RECORD EXTRACTS start

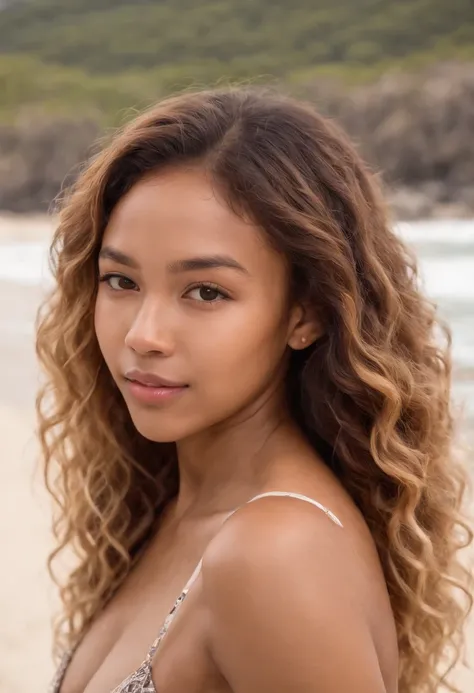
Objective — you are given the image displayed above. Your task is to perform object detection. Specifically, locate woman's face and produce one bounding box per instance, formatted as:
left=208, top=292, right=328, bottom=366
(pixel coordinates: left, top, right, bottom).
left=95, top=168, right=308, bottom=442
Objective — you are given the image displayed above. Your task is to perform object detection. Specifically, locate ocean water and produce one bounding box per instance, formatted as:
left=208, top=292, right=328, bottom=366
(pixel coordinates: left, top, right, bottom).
left=0, top=220, right=474, bottom=417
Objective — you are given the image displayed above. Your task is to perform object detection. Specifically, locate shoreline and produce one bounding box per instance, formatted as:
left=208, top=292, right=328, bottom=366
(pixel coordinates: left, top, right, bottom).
left=0, top=212, right=474, bottom=693
left=0, top=192, right=474, bottom=242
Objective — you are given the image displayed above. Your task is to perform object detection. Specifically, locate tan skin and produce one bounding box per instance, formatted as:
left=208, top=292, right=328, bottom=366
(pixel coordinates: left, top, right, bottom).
left=61, top=167, right=398, bottom=693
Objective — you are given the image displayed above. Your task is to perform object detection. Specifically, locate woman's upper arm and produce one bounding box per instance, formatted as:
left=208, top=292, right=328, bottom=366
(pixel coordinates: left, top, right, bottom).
left=202, top=500, right=385, bottom=693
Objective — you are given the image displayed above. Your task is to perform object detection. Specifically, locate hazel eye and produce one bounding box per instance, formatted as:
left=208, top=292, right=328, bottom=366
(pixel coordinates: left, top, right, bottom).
left=186, top=284, right=229, bottom=303
left=99, top=274, right=137, bottom=291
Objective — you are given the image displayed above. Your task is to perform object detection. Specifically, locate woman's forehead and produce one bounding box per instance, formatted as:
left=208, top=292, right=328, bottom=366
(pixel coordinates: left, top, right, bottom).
left=102, top=169, right=286, bottom=275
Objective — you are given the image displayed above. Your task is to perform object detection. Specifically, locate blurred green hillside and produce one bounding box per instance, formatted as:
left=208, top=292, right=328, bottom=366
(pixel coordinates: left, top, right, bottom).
left=0, top=0, right=474, bottom=122
left=0, top=0, right=474, bottom=216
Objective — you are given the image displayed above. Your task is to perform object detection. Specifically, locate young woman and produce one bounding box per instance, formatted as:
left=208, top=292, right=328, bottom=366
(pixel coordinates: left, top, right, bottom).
left=37, top=89, right=470, bottom=693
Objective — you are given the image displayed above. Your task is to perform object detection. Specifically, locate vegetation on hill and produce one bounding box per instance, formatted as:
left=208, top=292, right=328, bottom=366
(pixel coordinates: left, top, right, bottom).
left=0, top=0, right=474, bottom=122
left=0, top=0, right=474, bottom=215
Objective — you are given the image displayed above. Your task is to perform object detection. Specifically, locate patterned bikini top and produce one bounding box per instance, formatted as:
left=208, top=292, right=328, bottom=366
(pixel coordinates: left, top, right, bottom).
left=48, top=491, right=343, bottom=693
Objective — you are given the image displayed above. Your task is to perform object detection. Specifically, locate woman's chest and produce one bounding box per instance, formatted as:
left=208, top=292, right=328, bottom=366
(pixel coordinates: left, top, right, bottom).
left=60, top=585, right=224, bottom=693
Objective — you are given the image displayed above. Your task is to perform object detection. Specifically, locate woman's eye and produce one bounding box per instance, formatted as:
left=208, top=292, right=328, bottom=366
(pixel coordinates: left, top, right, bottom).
left=186, top=284, right=228, bottom=303
left=100, top=274, right=137, bottom=291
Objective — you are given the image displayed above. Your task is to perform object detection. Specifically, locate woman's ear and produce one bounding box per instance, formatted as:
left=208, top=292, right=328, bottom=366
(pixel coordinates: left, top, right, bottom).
left=287, top=302, right=324, bottom=350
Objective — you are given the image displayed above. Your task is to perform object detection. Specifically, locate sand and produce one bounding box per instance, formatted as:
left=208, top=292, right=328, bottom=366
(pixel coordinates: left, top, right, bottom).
left=0, top=216, right=474, bottom=693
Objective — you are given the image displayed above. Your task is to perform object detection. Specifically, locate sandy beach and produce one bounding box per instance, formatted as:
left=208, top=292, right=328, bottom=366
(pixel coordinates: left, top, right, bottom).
left=0, top=217, right=474, bottom=693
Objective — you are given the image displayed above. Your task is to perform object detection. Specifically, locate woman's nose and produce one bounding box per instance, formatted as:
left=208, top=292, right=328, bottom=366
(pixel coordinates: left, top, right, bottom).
left=125, top=304, right=174, bottom=356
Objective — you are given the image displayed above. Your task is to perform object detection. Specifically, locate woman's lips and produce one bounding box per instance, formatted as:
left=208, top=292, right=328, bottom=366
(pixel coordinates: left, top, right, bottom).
left=125, top=378, right=188, bottom=404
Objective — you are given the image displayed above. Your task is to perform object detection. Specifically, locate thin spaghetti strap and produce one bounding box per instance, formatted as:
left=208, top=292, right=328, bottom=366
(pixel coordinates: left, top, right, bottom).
left=243, top=491, right=344, bottom=527
left=145, top=491, right=343, bottom=666
left=146, top=558, right=202, bottom=664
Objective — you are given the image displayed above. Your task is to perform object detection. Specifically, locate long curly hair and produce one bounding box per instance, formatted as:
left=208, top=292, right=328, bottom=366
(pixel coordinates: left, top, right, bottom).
left=37, top=88, right=472, bottom=693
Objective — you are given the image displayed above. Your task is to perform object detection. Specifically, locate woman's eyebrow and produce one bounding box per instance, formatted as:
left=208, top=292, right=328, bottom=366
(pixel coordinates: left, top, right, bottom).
left=99, top=245, right=138, bottom=269
left=99, top=245, right=248, bottom=274
left=167, top=255, right=248, bottom=274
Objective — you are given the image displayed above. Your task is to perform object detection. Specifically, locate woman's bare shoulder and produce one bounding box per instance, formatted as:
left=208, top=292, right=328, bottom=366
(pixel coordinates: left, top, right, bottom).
left=202, top=497, right=396, bottom=693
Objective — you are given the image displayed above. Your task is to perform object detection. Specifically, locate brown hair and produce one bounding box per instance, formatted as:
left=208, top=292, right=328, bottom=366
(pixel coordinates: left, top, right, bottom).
left=37, top=88, right=471, bottom=693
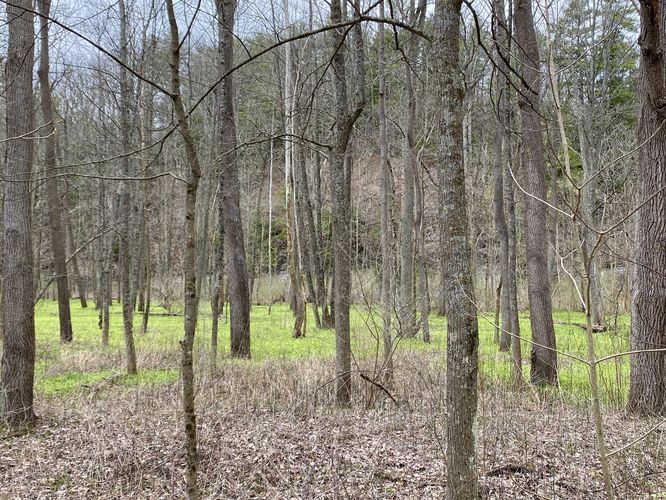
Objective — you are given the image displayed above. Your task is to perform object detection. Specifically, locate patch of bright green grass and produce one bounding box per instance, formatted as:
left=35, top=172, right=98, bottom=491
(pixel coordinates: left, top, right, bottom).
left=20, top=301, right=629, bottom=406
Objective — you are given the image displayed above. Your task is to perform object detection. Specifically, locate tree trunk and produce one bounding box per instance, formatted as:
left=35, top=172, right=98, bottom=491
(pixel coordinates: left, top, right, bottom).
left=433, top=0, right=479, bottom=500
left=0, top=0, right=35, bottom=427
left=493, top=0, right=513, bottom=351
left=167, top=0, right=201, bottom=499
left=216, top=0, right=250, bottom=358
left=330, top=0, right=365, bottom=407
left=514, top=0, right=557, bottom=384
left=284, top=0, right=305, bottom=338
left=377, top=0, right=395, bottom=380
left=62, top=204, right=87, bottom=309
left=628, top=0, right=666, bottom=415
left=37, top=0, right=73, bottom=342
left=210, top=195, right=224, bottom=366
left=118, top=0, right=136, bottom=375
left=578, top=115, right=605, bottom=325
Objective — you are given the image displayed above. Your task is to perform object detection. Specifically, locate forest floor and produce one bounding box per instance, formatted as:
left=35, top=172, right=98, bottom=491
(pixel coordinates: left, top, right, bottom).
left=0, top=302, right=666, bottom=499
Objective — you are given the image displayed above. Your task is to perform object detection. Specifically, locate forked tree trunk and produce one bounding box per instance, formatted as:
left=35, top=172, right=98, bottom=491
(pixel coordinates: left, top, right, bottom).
left=37, top=0, right=73, bottom=342
left=627, top=0, right=666, bottom=415
left=432, top=0, right=479, bottom=500
left=0, top=0, right=35, bottom=427
left=514, top=0, right=557, bottom=384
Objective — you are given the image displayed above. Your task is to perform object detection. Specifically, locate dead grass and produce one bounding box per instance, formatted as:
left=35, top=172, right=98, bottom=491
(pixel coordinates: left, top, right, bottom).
left=0, top=352, right=666, bottom=499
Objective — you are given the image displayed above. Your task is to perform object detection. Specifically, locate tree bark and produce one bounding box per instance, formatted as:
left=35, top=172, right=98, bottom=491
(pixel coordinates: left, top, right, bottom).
left=514, top=0, right=557, bottom=384
left=493, top=0, right=513, bottom=351
left=118, top=0, right=137, bottom=375
left=432, top=0, right=479, bottom=500
left=330, top=0, right=365, bottom=407
left=627, top=0, right=666, bottom=415
left=0, top=0, right=35, bottom=427
left=37, top=0, right=73, bottom=342
left=167, top=0, right=201, bottom=492
left=216, top=0, right=250, bottom=358
left=377, top=0, right=395, bottom=380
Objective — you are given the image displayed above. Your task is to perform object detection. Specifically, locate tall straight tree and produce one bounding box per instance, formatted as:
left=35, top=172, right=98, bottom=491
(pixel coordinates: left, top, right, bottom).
left=37, top=0, right=72, bottom=342
left=166, top=0, right=201, bottom=492
left=0, top=0, right=35, bottom=427
left=330, top=0, right=366, bottom=406
left=377, top=0, right=395, bottom=385
left=118, top=0, right=136, bottom=375
left=513, top=0, right=557, bottom=384
left=628, top=0, right=666, bottom=415
left=283, top=0, right=306, bottom=338
left=215, top=0, right=250, bottom=358
left=493, top=0, right=512, bottom=351
left=400, top=0, right=426, bottom=337
left=432, top=0, right=479, bottom=500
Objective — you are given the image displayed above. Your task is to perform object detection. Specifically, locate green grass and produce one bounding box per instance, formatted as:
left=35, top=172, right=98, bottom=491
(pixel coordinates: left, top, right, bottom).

RECORD EXTRACTS end

◆ EXERCISE OBJECTIVE
Can you reproduce the part of the records that opens with the line containing "locate woman's forehead" and closes with the line containing "left=102, top=169, right=286, bottom=275", shifting each bounding-box coordinate in the answer up by 9? Leave the request and its format sample unchanged, and return only those lines.

◆ ANSWER TO THE PROBLEM
Objective — you are given the image displayed above. Your task is to perform object detection. Specifically, locate woman's forehead and produce one bounding box per instance, formatted as:
left=208, top=292, right=328, bottom=366
(pixel coordinates: left, top, right, bottom).
left=111, top=178, right=295, bottom=284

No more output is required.